Segment Start: Source data
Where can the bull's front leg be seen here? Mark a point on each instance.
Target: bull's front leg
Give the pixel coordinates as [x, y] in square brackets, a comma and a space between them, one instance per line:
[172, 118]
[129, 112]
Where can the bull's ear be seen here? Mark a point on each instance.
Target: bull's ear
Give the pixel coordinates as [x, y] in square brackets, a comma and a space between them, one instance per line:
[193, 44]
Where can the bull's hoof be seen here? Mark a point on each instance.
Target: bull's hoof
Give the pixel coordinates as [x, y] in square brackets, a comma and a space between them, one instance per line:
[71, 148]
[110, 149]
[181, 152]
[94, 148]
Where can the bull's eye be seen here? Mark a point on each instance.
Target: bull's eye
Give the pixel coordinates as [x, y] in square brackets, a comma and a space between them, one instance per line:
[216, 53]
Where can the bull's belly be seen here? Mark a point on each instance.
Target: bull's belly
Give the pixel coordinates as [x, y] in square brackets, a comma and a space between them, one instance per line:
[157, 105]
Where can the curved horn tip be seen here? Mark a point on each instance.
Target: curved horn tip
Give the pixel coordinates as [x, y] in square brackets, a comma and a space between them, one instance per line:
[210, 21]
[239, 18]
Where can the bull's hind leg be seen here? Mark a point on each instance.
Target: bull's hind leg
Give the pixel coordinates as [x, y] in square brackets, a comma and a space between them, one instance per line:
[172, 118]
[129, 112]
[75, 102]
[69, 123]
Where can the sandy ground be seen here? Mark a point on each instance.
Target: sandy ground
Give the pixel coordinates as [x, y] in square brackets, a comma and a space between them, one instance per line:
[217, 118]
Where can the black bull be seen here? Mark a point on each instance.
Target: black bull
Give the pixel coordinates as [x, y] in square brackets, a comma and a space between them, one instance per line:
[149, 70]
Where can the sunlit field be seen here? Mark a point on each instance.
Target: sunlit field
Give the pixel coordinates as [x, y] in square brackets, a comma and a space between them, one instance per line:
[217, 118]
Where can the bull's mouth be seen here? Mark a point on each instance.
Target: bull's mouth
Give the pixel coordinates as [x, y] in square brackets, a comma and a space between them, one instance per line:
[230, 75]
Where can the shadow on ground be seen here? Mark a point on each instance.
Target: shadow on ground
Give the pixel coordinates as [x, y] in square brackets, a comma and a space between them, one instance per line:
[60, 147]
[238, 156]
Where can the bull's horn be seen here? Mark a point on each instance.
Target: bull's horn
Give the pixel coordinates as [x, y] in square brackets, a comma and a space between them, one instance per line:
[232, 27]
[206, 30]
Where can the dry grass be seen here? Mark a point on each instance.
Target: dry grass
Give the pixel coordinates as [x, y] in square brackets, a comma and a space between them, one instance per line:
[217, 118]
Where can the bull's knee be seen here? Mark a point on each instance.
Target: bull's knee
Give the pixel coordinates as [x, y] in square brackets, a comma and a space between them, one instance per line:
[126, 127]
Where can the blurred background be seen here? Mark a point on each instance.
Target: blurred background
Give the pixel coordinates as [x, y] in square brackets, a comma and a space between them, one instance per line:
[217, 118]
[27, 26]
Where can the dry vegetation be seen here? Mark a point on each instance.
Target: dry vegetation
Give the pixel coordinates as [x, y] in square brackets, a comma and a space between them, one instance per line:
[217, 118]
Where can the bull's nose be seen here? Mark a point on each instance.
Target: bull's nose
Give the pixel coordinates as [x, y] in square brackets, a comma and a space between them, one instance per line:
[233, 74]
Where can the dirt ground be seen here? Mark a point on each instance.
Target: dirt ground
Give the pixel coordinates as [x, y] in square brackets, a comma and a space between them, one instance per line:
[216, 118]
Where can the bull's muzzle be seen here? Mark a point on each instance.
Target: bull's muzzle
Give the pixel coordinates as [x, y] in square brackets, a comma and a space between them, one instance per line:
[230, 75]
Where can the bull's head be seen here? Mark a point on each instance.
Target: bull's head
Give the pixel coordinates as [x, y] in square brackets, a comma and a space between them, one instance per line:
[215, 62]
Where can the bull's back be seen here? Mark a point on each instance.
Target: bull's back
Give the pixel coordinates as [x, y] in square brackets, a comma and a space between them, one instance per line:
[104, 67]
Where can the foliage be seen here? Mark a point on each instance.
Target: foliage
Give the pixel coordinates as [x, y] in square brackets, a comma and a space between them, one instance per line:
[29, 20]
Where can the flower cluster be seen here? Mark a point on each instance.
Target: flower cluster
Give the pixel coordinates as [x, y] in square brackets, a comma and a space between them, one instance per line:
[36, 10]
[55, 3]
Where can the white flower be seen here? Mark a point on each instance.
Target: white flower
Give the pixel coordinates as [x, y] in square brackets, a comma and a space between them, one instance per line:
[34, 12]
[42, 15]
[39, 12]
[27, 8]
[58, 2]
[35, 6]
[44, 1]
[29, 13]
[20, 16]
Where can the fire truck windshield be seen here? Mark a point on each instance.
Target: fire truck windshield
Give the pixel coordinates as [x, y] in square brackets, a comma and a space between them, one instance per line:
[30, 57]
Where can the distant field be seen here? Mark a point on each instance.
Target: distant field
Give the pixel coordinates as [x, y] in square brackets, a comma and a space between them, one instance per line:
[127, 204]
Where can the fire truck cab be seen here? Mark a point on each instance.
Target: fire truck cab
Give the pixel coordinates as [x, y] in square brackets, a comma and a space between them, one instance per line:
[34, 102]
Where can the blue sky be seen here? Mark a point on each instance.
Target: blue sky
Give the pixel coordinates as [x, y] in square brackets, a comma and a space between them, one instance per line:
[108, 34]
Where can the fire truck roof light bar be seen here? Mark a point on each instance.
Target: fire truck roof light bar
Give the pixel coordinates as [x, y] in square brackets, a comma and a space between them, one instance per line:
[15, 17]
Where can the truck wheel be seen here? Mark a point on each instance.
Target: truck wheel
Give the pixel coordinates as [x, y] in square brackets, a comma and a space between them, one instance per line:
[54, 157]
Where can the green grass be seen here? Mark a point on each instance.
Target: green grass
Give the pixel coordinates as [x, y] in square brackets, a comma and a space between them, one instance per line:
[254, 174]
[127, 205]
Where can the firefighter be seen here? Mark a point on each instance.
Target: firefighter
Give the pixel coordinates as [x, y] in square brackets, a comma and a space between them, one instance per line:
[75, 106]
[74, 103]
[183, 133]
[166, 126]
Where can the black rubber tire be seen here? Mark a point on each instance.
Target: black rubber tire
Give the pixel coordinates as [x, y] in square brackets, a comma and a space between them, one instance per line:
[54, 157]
Segment End: Source data
Task prompt: Transcribe the listing. Every line must match exactly.

Task result:
Where can the bull's front leg be seen here? Mark a point on each instance.
Target: bull's front leg
Give the pixel coordinates as [x, y] in square brackets, a comma and a space between them, one instance per line:
[172, 118]
[129, 112]
Where can the bull's ear be seen here? Mark a point on each instance.
Target: bull's ear
Give the pixel coordinates as [x, y] in square brackets, a comma and a space between them, one instance per line:
[193, 44]
Where can the bull's hoof be seen here? Mark a point on each instance.
Target: bull's hoof
Give the pixel coordinates as [x, y] in square brackets, a comma and a space between them, one instance per line:
[71, 148]
[110, 149]
[181, 152]
[94, 148]
Where can the bull's eye be seen here? Mark a point on each instance.
Target: bull's eye
Give the pixel coordinates as [x, y] in square brackets, a comma and a space between them, one instance per line:
[216, 53]
Where can the bull's belly be seen here? Mark a point on each instance.
Target: bull's belly
Give the pixel coordinates as [x, y] in square brackets, a comma and a space between them, one instance per line:
[157, 105]
Where can the curved horn tip be seen here? Mark a point on each instance.
Target: curved horn tip
Give the pixel coordinates as [x, y] in square brackets, a comma and a space between them, one instance per line:
[210, 21]
[239, 18]
Where can the bull's hind leg be seen here? Mark a point on each instance.
Target: bull's hind leg
Give the pixel coordinates as [x, y] in square brackets, a comma and a space between them, one instance per line:
[172, 118]
[129, 112]
[75, 102]
[69, 123]
Where can the sandy ground be seen here? Mark a point on each instance.
Target: sandy ground
Give the pixel coordinates as [x, y] in square brackets, a comma and a space between them, one instance per line:
[217, 118]
Where can the black bull be seen here? Mark a point on each instance.
Target: black bull
Give the pixel coordinates as [x, y] in square brackets, a comma and a space between them, one instance per line:
[149, 70]
Where can the sunlit field be seen here? Mark a point on each instance.
Target: sunlit field
Give the pixel coordinates as [x, y] in square brackets, a comma and a space between them, one instance per line:
[217, 118]
Where can the bull's mouth be seen here? Mark a point on each instance.
Target: bull's mouth
Give the pixel coordinates as [x, y] in square brackets, a comma and a space between them, one instance per line:
[230, 75]
Where can the shadow on ground be seen here? Mark a point on each instance.
Target: shadow on ground
Give the pixel coordinates as [x, y] in square brackets, a comma and a space between them, one instance per line:
[60, 147]
[238, 156]
Where can the bull's horn be seen here? Mark a point on each instance.
Target: bull's horn
Give the pixel coordinates as [x, y] in square brackets, a comma and a space between them, one instance per line:
[232, 27]
[206, 30]
Where can the dry grass be seen here? Mark a point on each instance.
Target: dry grass
Give the pixel coordinates as [x, y] in square brackets, a comma and a space between them, one instance per line:
[217, 118]
Where can the bull's knee be seen here? Mark a point on each instance.
Target: bull's knee
Give the pixel coordinates as [x, y] in square brackets, a comma and a space between them, one instance per line:
[126, 127]
Where can the blurred background be seen here? Mark a point on each instance.
Target: blurred background
Give the pixel coordinates as [x, y] in square brackets, a comma and a space between them, one instance per line:
[217, 118]
[27, 26]
Where can the dry vegetation be seen here? Mark a point on each instance.
Target: dry vegetation
Give the pixel coordinates as [x, y] in square brackets, a comma and a space between them, one instance per line:
[217, 118]
Where can the bull's nose be seen here? Mark a point on each instance.
Target: bull's nose
Give the pixel coordinates as [x, y] in square brackets, a comma and a space between them, one instance per line:
[233, 74]
Where can the dirt ground be seen here? Mark a point on each instance.
Target: dirt ground
Give the pixel coordinates as [x, y] in square brackets, a comma and a space between them, one instance per line:
[216, 118]
Where can the bull's muzzle be seen here? Mark a point on each instance.
Target: bull's muzzle
Give the pixel coordinates as [x, y] in square brackets, a comma and a space between them, one instance per line:
[230, 75]
Where can the bull's head be seen here? Mark a point on each instance.
Target: bull's head
Give the pixel coordinates as [x, y] in square brackets, a comma and a space between them, one instance per line:
[215, 62]
Where can the bull's back be seen here? Mark a point on each instance.
Target: bull's back
Give the pixel coordinates as [x, y] in square brackets, a comma and a space between them, one instance per line:
[104, 67]
Where can the foliage be seen here? Mark a point on each instance.
Target: foliage
Give the pixel coordinates as [x, y] in square brackets, a comma and a space between them, one instance per line:
[29, 20]
Where can the flower cluster be seen here? Mark a point on each instance.
Target: flower cluster
Give the pixel coordinates as [x, y] in square brackets, a comma and a space between them, one instance per line:
[36, 10]
[55, 3]
Where can the white flower be seen here? Mark a point on each instance.
Target: white flower
Give the pixel coordinates as [x, y] in square brackets, a comma and a space between them, one instance per line:
[34, 12]
[42, 15]
[39, 12]
[27, 8]
[58, 2]
[35, 6]
[44, 1]
[29, 13]
[20, 16]
Where can the fire truck windshield be seen here? Mark a point on each instance.
Target: fire truck windshield
Give the pixel coordinates as [x, y] in square brackets, a comma and a space between them, one instance per line:
[30, 57]
Where can the distant field be seen here? Mark a point on each instance.
Target: distant field
Give the pixel coordinates as [x, y] in square brackets, a comma and a space between them, one instance per line:
[127, 204]
Where can the fire truck cab be seen here? Mark a point on each instance.
Target: fire truck cab
Give the pixel coordinates as [x, y] in square brackets, a comma and a space between them, one instance per line:
[34, 102]
Where can the blue sky be seen here? Mark a point on each instance.
Target: blue sky
Give the pixel coordinates as [x, y] in square brackets, a comma and a space between them, one instance per line:
[108, 34]
Where can the fire truck roof light bar be seen here? Mark a point on each instance.
Target: fire truck roof light bar
Give the pixel coordinates as [x, y] in square brackets, a comma and a space between them, one instance per line:
[15, 17]
Where can the truck wheel be seen here? Mark a point on each instance.
Target: truck wheel
Give the pixel coordinates as [x, y] in square brackets, a comma and a space between them, one instance per line:
[54, 157]
Where can the green grass be seen here? Mark a point on each instance.
Target: green grass
Give the pixel coordinates as [x, y] in square brackets, a comma and a space between them, one instance per line:
[254, 174]
[127, 205]
Where can the firefighter be seen here? Mark a point on each instance.
Target: firefighter
Give the pixel coordinates as [x, y] in square brackets, a comma and a space between them, one instance per line:
[75, 106]
[74, 103]
[183, 133]
[166, 126]
Where can the black rubber tire be seen here? Mark a point on each instance.
Target: black rubber tire
Give the pixel coordinates as [x, y] in square brackets, a comma and a space between them, one instance per line:
[54, 157]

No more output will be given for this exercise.